**GOALS**.
(a) In the forum thread on subsetting one dataframe by another, which `dplyr` function does the comment suggest for the join?
(b) In the records, copy verbatim the lines from the line with "Give the outline of every instance of the eye" to the line with "[[[78,56],[80,55],[79,51],[75,51],[75,53],[76,53]]]", both included, leaving out the picture.

0

Subset a dataframe based on another dataframe. how to deal with overlap in character strings?

DF1
| EvalID  | Transect | size
|RO-94 | A | 2
|RO-93 | A | 2
|RO-92 | AB | 14
|RO-91 | B | 25
|RO-90 | BC | 1
|RO-89 | C | 3
|RO-88 | CD | 1
|RO-87 | CD | 50
|RO-86 | D | 70

DF2
| EvalID  | Transect | depth
|RO-93 | A | .1
|RO-92 | A | 1.1
|RO-90 | BC | 0.5
|RO-89 | C | 2.1
|RO-87 | CD | .01

So I am trying to subset df1 by matching both the evalID and transect columns from df2. by using the following code:

tempdf <- subset(df1, Transect %in% df2$Transect & EvaluationID %in% df2$EvaluationID)

(originally found here subset a column in data frame based on another data frame/list )

However, when I run this code on my data the output contains entries with 'AB' transects when df2 only has entries with transect 'A'. I assume that since 'A' in part of the string 'AB', those are being included but I would like to only keep exact matches if possible. Is there a way to do that?

Gregor Thomas
  • 136,190
  • 20
  • 167
  • 294
EmVa
  • 1
  • It's not a string thing, it's the simultaneity of the matches. This is better framed as a join operation. With `dplyr` you can do `semi_join(df1, df2)`, or in base `merge(df1, df2[c("EvalID", "Transect")])`. – Gregor Thomas May 23 '23 at 18:54
  • semi_join seems to have worked thank you! – EmVa May 23 '23 at 18:59

0 Answers0

[Stored dataset items]
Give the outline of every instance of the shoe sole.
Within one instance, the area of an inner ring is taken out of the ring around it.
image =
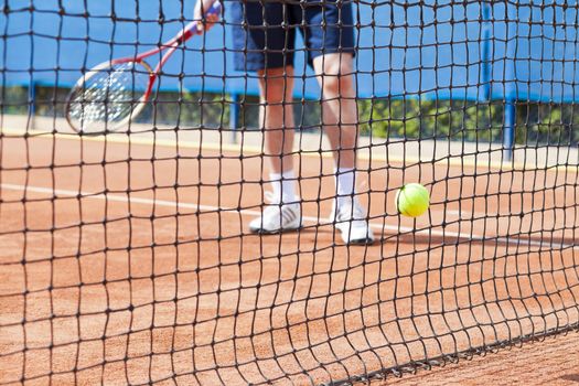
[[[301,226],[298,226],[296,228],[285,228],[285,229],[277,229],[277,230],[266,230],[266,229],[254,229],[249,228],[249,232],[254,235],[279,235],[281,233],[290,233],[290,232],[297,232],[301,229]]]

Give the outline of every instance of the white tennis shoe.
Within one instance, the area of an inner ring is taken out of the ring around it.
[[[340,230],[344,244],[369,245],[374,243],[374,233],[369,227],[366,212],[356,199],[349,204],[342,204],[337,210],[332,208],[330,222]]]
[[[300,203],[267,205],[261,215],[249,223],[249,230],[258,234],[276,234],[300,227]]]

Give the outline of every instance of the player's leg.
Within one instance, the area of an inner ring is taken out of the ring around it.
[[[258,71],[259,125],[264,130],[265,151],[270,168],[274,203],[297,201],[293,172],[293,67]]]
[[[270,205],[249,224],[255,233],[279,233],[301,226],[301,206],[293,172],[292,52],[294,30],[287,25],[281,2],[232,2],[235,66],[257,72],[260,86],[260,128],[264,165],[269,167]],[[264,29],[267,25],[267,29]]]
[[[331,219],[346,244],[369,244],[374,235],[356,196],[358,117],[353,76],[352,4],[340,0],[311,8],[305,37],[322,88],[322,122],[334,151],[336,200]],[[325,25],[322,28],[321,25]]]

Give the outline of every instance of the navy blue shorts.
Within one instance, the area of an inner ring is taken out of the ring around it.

==

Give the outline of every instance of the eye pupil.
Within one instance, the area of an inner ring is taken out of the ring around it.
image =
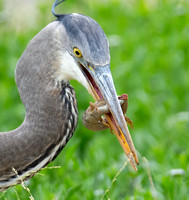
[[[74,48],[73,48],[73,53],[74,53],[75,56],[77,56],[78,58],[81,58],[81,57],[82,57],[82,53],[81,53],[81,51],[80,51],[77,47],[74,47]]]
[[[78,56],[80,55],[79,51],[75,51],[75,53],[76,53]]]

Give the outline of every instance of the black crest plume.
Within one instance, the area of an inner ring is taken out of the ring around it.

**RESULTS IN ORDER**.
(a) `semi_join(df1, df2)`

(b)
Give the outline of every instance of the eye pupil.
Within one instance, the area of an inner ring is taken out of the ring around it.
image =
[[[74,48],[73,48],[73,53],[74,53],[75,56],[77,56],[78,58],[81,58],[81,57],[82,57],[82,53],[81,53],[81,51],[80,51],[77,47],[74,47]]]
[[[78,56],[80,55],[79,51],[75,51],[75,53],[76,53]]]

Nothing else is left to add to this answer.